*** DATA SUPPLIED ***

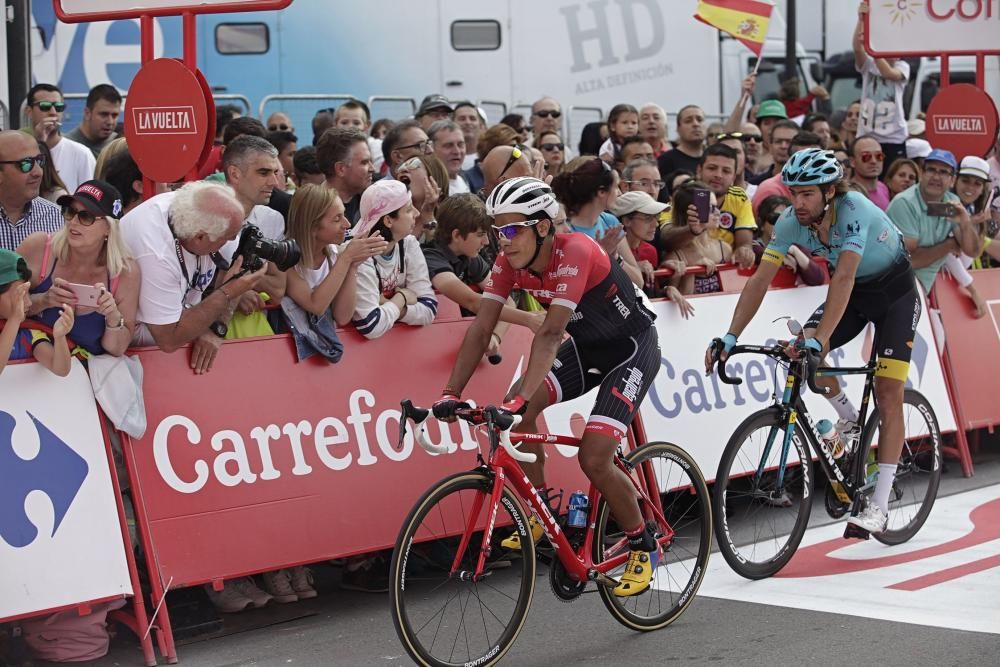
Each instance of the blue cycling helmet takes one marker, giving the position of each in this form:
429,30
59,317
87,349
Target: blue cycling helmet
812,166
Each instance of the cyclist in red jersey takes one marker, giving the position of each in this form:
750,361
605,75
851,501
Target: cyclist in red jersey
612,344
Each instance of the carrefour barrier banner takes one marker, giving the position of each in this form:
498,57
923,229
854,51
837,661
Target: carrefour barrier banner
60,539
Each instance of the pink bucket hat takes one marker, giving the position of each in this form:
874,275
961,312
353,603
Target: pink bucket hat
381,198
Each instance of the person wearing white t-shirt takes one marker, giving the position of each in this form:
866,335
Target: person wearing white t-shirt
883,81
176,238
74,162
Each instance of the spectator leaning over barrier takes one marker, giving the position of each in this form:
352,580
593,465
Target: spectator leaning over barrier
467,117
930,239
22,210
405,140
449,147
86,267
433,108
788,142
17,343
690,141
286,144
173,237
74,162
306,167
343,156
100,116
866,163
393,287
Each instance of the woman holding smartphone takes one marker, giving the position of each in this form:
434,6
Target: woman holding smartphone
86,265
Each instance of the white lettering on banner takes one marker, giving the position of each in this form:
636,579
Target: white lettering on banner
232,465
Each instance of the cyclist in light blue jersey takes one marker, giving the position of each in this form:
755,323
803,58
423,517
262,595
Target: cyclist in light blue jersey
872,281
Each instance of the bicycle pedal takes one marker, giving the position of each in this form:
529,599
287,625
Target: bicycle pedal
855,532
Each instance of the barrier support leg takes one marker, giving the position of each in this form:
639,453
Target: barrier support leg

***
*** DATA SUPPLIED ***

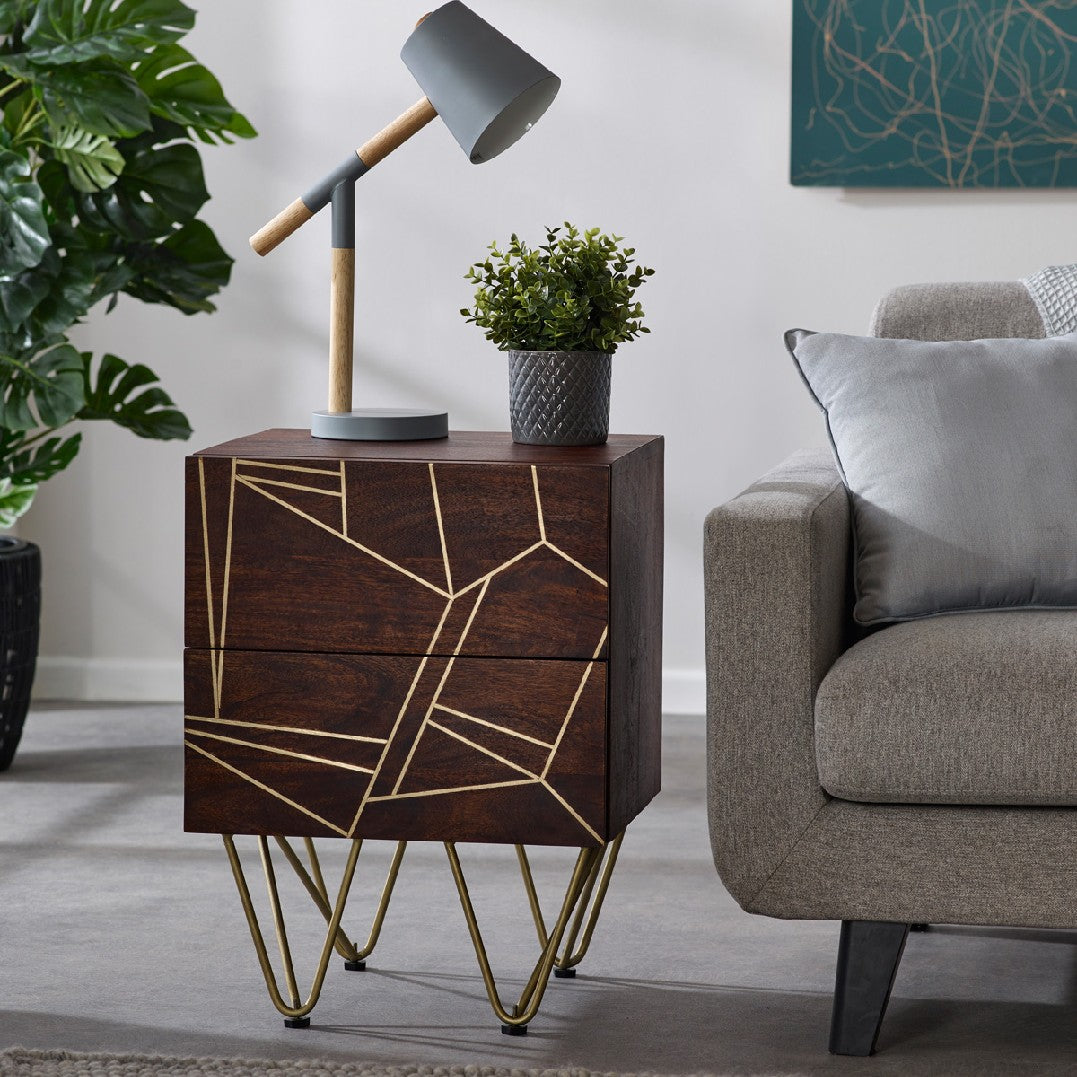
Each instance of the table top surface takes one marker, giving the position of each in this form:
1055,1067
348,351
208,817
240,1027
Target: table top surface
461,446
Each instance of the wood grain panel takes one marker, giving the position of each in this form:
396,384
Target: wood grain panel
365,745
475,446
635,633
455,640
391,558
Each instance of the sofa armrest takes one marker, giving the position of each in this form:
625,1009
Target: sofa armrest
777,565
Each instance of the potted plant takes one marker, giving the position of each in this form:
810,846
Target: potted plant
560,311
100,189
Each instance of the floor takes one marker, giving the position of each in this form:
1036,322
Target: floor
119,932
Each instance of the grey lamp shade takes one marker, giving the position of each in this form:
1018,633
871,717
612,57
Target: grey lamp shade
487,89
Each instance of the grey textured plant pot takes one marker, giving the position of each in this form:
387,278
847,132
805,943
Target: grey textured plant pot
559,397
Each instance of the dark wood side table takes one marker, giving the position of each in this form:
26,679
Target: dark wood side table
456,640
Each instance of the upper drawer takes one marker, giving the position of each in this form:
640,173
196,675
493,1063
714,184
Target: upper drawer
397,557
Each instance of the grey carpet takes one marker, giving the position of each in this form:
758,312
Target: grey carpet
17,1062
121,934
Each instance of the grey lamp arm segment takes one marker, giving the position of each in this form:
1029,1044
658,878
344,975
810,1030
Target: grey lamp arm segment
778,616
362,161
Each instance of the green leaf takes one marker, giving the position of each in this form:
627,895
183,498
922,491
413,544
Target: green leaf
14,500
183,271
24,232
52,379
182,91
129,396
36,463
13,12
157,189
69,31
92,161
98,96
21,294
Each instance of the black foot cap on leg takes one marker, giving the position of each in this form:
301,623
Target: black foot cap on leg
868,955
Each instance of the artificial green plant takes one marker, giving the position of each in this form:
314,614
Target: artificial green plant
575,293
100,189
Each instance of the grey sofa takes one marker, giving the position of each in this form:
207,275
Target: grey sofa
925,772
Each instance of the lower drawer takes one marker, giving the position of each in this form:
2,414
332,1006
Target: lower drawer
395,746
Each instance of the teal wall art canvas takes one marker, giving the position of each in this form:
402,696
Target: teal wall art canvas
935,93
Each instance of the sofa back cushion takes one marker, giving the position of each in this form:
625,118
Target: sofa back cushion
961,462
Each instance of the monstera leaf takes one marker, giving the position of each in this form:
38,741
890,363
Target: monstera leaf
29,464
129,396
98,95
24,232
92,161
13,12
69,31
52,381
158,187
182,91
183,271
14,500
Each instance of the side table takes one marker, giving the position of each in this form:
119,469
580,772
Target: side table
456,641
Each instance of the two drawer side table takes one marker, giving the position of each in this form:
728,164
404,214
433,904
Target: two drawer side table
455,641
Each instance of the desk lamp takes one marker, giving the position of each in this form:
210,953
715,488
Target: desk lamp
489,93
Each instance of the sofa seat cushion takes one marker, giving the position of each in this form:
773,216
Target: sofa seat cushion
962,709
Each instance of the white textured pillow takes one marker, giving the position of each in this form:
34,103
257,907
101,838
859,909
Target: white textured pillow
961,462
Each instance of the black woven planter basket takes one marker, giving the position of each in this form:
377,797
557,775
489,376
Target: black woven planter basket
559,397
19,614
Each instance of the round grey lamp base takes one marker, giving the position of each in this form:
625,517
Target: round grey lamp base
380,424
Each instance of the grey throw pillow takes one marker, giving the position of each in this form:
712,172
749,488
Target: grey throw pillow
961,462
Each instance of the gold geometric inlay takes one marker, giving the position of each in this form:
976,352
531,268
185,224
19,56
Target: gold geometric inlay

***

» **INSTRUCTION**
Which lines of the records above contain the string "cushion", counting case? Pull out each one and copy it in full.

» **SOLUTION TO THIS PROBLEM**
Each instance of the sofa back cushion takes one marker, giving the position of each in this form:
Target: sofa back cushion
Each instance of the sofa seat cushion takes one marker, giving the position of each in this form:
Target: sofa seat cushion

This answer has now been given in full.